■ WHAT TO WORK ON: Each line of the records that holds "mast" should be shown in full.

■ DATA EXTRACTS:
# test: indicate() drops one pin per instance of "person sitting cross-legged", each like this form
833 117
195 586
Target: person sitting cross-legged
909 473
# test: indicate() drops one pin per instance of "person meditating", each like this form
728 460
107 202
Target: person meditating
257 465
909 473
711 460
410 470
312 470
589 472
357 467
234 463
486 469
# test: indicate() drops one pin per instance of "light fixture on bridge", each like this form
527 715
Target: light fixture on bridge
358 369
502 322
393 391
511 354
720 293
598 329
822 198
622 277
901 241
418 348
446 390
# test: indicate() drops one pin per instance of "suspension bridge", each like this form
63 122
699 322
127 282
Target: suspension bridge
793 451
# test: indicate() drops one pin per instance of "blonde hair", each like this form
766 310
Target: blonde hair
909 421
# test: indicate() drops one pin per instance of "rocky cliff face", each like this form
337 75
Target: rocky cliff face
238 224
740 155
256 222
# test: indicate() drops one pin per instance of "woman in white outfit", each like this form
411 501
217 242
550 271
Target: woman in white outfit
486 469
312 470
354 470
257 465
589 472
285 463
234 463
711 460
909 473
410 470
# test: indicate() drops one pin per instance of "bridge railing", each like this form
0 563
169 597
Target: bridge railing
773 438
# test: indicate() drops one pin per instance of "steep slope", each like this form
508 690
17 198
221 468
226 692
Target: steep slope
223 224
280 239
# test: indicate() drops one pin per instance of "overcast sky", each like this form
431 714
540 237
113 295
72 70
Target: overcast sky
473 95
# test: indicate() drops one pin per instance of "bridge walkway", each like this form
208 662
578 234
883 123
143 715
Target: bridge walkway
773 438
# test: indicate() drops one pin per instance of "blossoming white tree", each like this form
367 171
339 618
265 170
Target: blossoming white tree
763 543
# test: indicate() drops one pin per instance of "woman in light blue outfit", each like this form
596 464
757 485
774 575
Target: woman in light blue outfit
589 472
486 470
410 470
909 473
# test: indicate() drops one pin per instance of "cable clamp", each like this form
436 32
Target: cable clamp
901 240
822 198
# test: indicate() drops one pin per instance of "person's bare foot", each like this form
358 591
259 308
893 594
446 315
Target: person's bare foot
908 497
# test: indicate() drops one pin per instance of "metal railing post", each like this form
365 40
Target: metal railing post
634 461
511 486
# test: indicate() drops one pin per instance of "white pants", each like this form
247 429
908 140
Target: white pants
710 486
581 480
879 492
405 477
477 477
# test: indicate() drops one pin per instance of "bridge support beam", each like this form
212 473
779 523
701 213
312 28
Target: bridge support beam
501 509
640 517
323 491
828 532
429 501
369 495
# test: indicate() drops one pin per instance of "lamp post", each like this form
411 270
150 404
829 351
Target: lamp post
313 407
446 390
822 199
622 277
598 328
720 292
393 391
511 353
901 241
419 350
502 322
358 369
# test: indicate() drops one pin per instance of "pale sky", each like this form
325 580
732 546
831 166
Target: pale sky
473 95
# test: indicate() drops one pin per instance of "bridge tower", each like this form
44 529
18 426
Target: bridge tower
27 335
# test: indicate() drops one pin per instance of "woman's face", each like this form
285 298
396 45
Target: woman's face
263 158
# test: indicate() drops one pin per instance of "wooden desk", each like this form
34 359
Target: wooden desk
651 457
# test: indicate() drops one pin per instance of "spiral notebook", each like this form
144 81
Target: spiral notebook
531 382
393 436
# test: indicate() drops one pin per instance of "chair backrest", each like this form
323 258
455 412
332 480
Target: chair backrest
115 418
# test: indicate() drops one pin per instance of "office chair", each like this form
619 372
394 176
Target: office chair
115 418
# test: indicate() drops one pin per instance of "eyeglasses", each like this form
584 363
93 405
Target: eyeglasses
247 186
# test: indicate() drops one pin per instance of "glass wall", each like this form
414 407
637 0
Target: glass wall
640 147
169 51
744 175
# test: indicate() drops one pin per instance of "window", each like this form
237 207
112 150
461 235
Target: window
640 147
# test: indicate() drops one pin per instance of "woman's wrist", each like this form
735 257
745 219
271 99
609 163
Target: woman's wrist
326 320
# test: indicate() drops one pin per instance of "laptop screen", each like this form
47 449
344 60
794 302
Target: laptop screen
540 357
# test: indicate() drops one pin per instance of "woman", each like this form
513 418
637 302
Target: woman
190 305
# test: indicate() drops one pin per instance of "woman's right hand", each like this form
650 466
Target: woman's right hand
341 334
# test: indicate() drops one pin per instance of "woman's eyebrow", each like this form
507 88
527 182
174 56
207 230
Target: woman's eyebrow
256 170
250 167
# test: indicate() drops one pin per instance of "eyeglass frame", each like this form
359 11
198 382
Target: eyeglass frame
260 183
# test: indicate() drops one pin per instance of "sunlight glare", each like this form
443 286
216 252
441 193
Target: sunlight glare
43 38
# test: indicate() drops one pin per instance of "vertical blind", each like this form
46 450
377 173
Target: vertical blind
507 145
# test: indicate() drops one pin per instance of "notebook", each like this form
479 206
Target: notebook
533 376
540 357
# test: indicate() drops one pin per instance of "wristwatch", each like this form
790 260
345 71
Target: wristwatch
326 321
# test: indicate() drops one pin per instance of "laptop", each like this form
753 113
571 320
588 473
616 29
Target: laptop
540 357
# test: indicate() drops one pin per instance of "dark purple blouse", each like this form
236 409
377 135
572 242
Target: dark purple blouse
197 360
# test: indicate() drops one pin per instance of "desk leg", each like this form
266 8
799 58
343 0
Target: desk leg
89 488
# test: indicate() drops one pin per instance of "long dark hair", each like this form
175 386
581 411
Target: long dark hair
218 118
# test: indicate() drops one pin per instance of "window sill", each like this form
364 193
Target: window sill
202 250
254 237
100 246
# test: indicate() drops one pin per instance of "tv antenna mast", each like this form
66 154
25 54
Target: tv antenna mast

■ RESPONSE:
# test: indicate() drops one pin per instance of "tv antenna mast", each like this form
Target: tv antenna mast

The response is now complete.